▶ Available records:
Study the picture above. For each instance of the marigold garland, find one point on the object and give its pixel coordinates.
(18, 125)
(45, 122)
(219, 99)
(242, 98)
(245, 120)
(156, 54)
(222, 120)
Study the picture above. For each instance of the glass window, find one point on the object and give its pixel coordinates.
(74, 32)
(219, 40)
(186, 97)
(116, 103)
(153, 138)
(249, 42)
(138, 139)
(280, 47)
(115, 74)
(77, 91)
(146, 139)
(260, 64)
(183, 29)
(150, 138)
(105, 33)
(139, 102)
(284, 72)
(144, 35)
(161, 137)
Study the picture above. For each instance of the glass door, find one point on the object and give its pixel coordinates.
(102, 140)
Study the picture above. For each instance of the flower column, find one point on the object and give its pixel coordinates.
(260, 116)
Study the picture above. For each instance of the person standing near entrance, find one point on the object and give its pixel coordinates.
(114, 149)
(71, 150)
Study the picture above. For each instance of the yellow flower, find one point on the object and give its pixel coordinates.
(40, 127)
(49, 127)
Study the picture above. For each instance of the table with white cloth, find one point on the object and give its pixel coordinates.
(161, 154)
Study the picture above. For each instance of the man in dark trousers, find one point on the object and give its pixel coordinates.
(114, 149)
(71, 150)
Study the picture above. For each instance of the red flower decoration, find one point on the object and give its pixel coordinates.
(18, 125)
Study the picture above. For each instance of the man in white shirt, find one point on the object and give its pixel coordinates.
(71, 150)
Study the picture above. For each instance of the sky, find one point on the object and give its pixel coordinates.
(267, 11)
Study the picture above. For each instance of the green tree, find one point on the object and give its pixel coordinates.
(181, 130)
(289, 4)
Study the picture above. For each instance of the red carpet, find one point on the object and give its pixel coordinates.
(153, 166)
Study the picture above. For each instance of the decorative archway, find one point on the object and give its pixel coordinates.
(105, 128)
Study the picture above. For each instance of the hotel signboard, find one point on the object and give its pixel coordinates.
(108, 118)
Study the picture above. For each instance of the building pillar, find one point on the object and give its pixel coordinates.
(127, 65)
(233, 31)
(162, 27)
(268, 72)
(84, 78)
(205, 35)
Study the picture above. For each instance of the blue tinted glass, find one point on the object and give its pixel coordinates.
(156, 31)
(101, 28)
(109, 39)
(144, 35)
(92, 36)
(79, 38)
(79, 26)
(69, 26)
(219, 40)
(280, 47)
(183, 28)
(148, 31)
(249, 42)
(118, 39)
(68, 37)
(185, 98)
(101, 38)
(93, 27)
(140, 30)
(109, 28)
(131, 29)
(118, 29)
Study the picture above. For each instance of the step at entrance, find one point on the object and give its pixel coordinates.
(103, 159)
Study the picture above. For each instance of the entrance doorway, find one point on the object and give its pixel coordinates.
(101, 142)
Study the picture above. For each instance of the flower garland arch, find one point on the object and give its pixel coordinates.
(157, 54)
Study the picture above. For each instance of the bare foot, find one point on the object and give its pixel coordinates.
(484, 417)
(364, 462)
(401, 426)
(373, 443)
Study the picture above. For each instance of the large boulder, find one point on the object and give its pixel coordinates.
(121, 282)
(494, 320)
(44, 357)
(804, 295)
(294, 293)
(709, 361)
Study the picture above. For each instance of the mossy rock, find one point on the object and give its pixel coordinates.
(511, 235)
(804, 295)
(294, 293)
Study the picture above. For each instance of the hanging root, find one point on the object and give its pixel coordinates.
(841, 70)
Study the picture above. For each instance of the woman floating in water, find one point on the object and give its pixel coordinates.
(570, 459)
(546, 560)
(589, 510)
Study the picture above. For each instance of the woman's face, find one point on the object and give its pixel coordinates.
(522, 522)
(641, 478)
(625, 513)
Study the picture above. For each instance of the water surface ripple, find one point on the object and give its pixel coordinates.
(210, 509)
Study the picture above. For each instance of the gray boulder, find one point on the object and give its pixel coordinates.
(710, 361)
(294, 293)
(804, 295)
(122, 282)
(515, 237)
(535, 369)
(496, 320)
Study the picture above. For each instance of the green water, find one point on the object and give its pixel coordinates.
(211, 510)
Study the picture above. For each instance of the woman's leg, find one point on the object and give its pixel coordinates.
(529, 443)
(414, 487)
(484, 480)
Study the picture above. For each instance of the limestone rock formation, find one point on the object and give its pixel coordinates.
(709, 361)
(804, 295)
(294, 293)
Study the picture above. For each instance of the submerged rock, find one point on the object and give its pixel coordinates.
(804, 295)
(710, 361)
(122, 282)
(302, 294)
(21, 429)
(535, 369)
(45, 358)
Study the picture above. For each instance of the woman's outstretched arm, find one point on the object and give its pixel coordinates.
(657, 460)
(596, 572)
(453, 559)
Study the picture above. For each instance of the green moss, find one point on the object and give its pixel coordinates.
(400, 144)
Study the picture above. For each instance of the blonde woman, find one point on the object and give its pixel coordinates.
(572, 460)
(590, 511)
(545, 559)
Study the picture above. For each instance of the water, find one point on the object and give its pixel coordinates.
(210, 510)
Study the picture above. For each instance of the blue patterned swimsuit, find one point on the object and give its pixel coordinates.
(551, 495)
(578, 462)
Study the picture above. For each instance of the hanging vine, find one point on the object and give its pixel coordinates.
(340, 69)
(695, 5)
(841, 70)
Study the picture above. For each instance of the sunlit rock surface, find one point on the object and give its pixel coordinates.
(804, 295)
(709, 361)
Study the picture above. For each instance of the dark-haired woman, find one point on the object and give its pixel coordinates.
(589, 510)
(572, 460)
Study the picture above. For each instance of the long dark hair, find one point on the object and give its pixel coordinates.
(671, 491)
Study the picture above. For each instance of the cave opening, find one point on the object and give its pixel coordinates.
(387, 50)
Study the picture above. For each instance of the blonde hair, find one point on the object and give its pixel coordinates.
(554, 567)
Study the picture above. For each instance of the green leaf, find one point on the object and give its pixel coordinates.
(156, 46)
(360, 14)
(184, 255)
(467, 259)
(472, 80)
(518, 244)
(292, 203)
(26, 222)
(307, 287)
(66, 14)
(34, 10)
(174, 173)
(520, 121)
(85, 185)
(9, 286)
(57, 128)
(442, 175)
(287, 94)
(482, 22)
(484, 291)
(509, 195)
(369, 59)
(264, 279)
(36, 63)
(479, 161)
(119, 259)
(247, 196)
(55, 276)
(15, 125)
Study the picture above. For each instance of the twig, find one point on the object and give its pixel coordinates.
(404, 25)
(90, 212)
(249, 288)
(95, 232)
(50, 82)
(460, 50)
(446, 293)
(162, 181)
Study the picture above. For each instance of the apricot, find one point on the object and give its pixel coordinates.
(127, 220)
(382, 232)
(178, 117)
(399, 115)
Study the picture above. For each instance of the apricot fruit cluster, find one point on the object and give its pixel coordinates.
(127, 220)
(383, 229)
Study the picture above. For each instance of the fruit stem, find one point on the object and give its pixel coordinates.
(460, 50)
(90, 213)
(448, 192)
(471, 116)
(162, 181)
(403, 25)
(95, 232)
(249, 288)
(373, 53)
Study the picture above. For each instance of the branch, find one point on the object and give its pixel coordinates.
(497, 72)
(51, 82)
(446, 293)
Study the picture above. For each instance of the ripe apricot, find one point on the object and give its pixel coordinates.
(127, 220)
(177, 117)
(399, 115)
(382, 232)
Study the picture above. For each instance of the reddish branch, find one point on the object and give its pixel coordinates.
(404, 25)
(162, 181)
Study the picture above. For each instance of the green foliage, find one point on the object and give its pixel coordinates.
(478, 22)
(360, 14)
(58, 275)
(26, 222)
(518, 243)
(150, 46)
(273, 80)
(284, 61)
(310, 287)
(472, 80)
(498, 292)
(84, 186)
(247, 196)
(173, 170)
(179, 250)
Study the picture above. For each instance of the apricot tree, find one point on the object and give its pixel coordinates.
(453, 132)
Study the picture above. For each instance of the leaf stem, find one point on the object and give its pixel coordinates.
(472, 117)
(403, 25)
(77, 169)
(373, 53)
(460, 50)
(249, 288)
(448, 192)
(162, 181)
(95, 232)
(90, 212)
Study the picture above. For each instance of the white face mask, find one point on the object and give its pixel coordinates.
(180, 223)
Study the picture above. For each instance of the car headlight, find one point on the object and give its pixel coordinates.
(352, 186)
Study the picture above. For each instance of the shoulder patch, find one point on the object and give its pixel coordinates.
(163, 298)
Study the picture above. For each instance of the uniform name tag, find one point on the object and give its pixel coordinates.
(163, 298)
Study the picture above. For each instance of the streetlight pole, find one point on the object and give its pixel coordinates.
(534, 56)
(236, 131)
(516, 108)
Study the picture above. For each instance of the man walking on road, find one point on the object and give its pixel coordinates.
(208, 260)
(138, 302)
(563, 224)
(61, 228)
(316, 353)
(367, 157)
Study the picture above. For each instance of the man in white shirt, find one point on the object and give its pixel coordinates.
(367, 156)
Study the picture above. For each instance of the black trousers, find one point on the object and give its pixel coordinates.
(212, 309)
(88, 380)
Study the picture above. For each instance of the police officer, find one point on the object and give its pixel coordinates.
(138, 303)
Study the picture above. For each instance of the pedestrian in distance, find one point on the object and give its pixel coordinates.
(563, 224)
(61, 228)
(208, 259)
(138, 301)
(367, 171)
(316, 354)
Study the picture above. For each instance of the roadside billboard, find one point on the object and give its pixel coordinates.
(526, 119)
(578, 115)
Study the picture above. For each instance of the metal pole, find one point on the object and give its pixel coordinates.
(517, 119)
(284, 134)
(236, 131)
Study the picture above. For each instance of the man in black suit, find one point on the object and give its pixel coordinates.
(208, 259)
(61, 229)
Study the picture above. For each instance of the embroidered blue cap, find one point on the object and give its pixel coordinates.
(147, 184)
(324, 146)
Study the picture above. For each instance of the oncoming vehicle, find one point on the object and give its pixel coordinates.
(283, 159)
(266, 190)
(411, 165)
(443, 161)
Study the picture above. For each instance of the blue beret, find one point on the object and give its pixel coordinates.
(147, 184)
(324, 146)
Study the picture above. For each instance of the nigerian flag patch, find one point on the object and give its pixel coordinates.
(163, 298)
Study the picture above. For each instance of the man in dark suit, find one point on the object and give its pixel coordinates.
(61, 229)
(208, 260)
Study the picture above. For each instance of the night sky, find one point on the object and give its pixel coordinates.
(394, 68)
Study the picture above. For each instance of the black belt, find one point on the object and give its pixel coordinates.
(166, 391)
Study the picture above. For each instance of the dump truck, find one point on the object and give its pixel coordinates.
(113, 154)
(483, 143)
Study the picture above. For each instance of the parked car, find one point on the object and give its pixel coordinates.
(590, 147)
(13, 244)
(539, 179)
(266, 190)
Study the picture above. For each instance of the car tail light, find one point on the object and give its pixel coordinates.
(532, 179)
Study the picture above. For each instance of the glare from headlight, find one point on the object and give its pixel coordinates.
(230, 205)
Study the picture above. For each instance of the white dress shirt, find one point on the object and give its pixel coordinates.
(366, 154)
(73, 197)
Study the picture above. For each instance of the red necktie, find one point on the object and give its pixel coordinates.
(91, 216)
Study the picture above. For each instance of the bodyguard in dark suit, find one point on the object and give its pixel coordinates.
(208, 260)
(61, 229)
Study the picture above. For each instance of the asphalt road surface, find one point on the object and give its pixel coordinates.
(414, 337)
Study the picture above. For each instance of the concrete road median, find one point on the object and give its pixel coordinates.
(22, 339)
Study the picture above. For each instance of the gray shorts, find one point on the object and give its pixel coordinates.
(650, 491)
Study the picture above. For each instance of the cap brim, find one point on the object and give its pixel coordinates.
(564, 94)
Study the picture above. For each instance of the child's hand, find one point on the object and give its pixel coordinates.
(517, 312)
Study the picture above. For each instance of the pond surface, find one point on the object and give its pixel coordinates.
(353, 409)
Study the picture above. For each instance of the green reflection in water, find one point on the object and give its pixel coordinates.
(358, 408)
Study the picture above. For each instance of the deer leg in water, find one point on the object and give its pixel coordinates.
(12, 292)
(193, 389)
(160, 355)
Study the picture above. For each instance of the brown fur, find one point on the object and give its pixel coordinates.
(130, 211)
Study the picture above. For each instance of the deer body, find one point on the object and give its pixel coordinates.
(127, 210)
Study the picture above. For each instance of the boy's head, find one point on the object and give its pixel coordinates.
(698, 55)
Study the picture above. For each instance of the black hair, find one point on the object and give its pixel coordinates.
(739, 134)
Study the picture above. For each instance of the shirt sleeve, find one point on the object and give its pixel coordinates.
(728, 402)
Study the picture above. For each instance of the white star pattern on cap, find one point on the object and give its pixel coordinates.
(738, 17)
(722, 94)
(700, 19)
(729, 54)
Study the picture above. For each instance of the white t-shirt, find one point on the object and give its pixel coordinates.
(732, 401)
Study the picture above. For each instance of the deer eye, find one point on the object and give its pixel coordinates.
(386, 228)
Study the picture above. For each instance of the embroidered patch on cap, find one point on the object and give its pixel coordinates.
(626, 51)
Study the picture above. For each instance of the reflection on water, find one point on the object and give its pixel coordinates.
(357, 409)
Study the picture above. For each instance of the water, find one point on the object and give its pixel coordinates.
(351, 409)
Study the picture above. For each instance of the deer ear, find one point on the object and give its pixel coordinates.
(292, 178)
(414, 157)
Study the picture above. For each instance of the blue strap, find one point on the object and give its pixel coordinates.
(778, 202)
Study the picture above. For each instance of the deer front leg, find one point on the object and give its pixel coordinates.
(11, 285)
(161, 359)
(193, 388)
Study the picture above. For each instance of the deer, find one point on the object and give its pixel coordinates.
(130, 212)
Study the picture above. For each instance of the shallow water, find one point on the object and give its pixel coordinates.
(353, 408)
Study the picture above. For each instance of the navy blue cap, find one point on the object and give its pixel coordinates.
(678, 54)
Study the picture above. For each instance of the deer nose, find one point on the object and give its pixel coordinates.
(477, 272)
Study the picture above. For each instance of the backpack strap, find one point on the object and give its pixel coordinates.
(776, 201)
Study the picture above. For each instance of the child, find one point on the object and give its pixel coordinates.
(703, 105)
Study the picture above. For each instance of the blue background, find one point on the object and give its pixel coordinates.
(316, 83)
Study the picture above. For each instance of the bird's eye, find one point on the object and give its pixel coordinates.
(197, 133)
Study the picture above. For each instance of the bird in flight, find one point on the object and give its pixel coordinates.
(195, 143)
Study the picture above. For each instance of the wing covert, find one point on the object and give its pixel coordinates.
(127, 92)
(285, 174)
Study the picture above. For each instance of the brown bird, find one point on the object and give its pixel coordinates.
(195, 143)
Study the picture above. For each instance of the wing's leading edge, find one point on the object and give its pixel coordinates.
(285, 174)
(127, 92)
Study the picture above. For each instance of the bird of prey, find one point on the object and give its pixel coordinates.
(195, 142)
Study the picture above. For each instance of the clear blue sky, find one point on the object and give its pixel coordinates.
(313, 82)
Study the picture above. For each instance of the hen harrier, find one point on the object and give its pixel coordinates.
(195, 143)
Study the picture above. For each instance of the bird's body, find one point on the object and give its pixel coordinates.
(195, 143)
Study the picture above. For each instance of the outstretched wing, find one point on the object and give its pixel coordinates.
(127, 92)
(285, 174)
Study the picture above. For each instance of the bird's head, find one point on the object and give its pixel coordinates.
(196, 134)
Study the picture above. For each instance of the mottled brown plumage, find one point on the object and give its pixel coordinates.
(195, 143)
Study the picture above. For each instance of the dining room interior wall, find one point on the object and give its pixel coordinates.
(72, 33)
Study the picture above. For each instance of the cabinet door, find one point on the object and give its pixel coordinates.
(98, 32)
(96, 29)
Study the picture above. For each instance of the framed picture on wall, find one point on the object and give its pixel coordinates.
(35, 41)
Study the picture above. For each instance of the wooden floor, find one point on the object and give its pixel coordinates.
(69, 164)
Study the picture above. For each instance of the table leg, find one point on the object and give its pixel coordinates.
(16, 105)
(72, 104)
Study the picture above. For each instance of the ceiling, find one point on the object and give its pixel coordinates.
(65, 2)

▶ Task to complete: Begin with the line holding "Study the picture above. For each instance of the dining" and end with the last line of the material. Write out those lines exactly, and only those.

▶ Result for this task:
Study the picture above. For each instance of the dining room interior wall, find one point on the object and give its pixel coordinates.
(72, 33)
Study the picture above. For each instance of the cabinet door, find one point on the object and give its pixel coordinates.
(98, 32)
(96, 29)
Study the picture above. For each instance of the framed picture on wall, find one point on the object and give its pixel coordinates.
(35, 41)
Study the picture above. For each instance of the wooden floor, find one point on the object and give its pixel coordinates.
(69, 164)
Study the picture above. For each instance of the table leg, find one point on the object and give its pixel coordinates.
(16, 105)
(72, 104)
Study the picture above. For each instance of the ceiling, find one point on the object and give its pixel coordinates.
(65, 2)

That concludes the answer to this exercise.